- [SET OF TASKS]:
1. According to the news report, how many detainees were still held at the naval base in Guantánamo Bay?
2. Give the news report again from "The orders, which" to "released or prosecuted.", switching "naval base" to "military base".

- [PASSAGE GIVEN]:
+--
WASHINGTON — President Obama signed executive orders Thursday directing the
Central Intelligence Agency to shut what remains of its network of secret
prisons and ordering the closing of the Guantánamo detention camp within a year,
government officials said.
The orders, which are the first steps in undoing detention policies of former
President George W. Bush, rewrite American rules for the detention of terrorism
suspects. They require an immediate review of the 245 detainees still held at
the naval base in Guantánamo Bay, Cuba, to determine if they should be
transferred, released or prosecuted.
And the orders bring to an end a Central Intelligence Agency program that kept
terrorism suspects in secret custody for months or years, a practice that has
brought fierce criticism from foreign governments and human rights activists.
They will also prohibit the C.I.A. from using coercive interrogation methods,
requiring the agency to follow the same rules used by the military in
interrogating terrorism suspects, government officials said.
But the orders leave unresolved complex questions surrounding the closing of the
Guantánamo prison, including whether, where and how many of the detainees are to
be prosecuted. They could also allow Mr. Obama to reinstate the C.I.A.’s
detention and interrogation operations in the future, by presidential order, as
some have argued would be appropriate if Osama bin Laden or another top-level
leader of Al Qaeda were captured.
The new White House counsel, Gregory B. Craig, briefed lawmakers about some
elements of the orders on Wednesday evening. A Congressional official who
attended the session said Mr. Craig acknowledged concerns from intelligence
officials that new restrictions on C.I.A. methods might be unwise and indicated
that the White House might be open to allowing the use of methods other than the
19 techniques allowed for the military.
Details of the directive involving the C.I.A. were described by government
officials who insisted on anonymity so they could not be blamed for pre-empting
a White House announcement. Copies of the draft order on Guantánamo were
provided by people who have consulted with Mr. Obama’s transition team and
requested anonymity for the same reason.
In remarks prepared for delivery at his confirmation hearings to become director
of national intelligence in the Obama administration, Dennis C. Blair, a retired
admiral with a long background in intelligence, endorsed the new approach and
promised to enforce it rigorously. “It is not enough to set a standard and
announce it,” he said.
+--
- [Records from a data source]:
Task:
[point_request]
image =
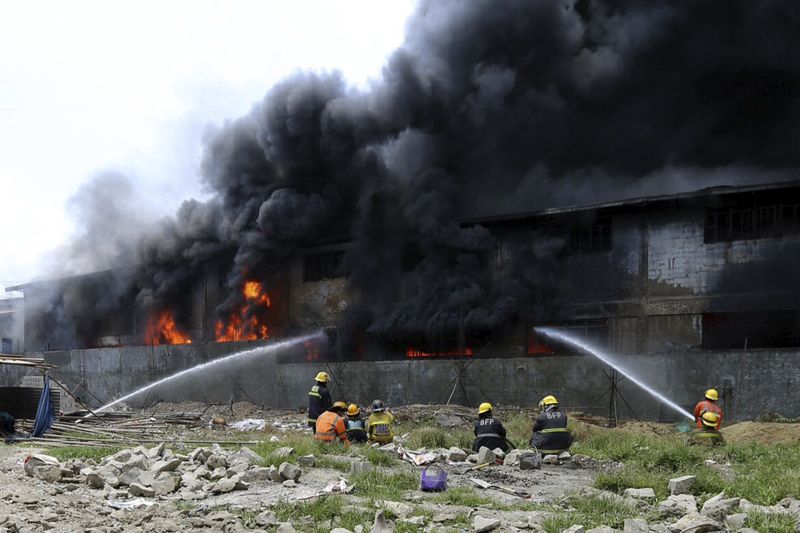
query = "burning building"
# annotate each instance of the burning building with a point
(590, 165)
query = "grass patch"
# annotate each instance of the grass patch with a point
(82, 452)
(321, 510)
(379, 458)
(590, 511)
(466, 496)
(382, 486)
(772, 522)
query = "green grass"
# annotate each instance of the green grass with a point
(466, 496)
(379, 458)
(322, 509)
(650, 461)
(774, 523)
(82, 452)
(379, 485)
(589, 511)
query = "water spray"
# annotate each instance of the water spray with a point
(203, 366)
(607, 359)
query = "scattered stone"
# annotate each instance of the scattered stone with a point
(307, 460)
(679, 505)
(397, 508)
(719, 508)
(137, 489)
(380, 525)
(681, 485)
(530, 462)
(289, 471)
(456, 455)
(639, 494)
(283, 452)
(358, 467)
(267, 519)
(480, 524)
(736, 521)
(635, 525)
(696, 524)
(485, 455)
(168, 465)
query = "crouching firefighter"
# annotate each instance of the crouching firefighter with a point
(319, 399)
(708, 435)
(331, 426)
(489, 431)
(550, 433)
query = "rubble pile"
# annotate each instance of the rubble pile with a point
(158, 471)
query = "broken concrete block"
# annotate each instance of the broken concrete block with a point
(635, 525)
(457, 455)
(307, 460)
(481, 524)
(289, 471)
(485, 455)
(681, 485)
(639, 494)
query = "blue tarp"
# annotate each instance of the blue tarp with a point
(45, 413)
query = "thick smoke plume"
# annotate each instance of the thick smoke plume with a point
(489, 107)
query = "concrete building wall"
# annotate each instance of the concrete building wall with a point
(752, 382)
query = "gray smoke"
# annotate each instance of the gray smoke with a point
(489, 107)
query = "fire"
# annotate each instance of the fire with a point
(161, 329)
(414, 353)
(246, 322)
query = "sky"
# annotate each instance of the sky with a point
(93, 86)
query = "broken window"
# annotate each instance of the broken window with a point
(591, 238)
(325, 265)
(756, 329)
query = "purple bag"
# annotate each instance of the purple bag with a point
(433, 481)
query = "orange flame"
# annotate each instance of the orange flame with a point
(245, 323)
(414, 353)
(161, 329)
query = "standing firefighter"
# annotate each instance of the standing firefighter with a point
(489, 431)
(708, 405)
(319, 399)
(379, 424)
(330, 425)
(355, 424)
(708, 434)
(550, 433)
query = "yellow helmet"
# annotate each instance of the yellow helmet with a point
(709, 419)
(548, 400)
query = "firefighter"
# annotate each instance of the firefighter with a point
(330, 425)
(319, 399)
(355, 424)
(709, 404)
(379, 424)
(708, 434)
(489, 431)
(550, 433)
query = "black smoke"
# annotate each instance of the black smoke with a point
(488, 107)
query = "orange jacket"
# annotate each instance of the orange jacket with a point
(330, 427)
(707, 405)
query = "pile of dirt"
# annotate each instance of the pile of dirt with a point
(762, 432)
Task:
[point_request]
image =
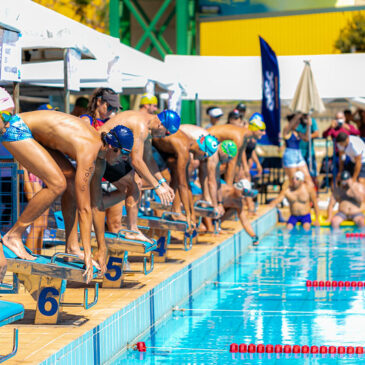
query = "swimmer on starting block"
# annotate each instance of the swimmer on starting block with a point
(40, 140)
(349, 194)
(176, 150)
(299, 195)
(143, 126)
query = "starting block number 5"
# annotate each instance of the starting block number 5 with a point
(113, 278)
(47, 295)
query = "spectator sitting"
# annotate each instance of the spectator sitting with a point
(354, 148)
(241, 107)
(339, 124)
(215, 114)
(235, 118)
(80, 106)
(360, 122)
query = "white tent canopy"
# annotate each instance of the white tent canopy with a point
(239, 78)
(42, 27)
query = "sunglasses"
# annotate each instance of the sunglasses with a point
(6, 116)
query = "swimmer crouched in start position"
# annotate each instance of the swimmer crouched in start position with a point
(39, 141)
(299, 195)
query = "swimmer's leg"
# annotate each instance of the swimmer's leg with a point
(36, 159)
(336, 221)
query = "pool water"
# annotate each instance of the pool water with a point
(263, 299)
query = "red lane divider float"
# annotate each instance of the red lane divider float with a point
(357, 235)
(141, 347)
(335, 284)
(296, 349)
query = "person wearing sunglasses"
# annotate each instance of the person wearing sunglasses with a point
(143, 126)
(300, 195)
(103, 103)
(40, 141)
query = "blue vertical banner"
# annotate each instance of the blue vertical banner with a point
(270, 107)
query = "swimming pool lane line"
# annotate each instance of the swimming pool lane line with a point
(255, 311)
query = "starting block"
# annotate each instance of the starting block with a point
(45, 278)
(9, 313)
(118, 249)
(166, 226)
(204, 209)
(193, 237)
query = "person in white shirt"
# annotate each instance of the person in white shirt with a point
(354, 148)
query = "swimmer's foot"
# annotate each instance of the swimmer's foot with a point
(81, 255)
(138, 236)
(16, 245)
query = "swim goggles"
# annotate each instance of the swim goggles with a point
(6, 116)
(124, 151)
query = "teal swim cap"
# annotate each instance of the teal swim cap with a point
(229, 147)
(208, 144)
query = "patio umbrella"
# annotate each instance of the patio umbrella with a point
(306, 99)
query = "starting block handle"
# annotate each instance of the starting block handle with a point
(10, 288)
(64, 254)
(146, 272)
(200, 202)
(96, 297)
(15, 347)
(169, 213)
(121, 235)
(144, 227)
(85, 303)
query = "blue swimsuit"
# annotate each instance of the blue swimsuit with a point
(17, 131)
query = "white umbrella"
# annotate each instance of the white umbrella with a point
(306, 99)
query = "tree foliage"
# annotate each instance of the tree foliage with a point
(93, 13)
(352, 36)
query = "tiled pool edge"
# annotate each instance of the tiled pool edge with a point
(105, 340)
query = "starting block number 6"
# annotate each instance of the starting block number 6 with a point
(47, 296)
(114, 264)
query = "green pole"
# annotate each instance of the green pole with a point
(114, 18)
(182, 34)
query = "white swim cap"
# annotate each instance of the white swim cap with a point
(6, 101)
(242, 184)
(299, 175)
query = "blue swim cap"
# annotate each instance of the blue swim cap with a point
(208, 144)
(120, 137)
(256, 122)
(170, 120)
+--
- [RESULTS OF THE EXERCISE]:
1. 245

2.
The orders, which are the first steps in undoing detention policies of former
President George W. Bush, rewrite American rules for the detention of terrorism
suspects. They require an immediate review of the 245 detainees still held at
the military base in Guantánamo Bay, Cuba, to determine if they should be
transferred, released or prosecuted.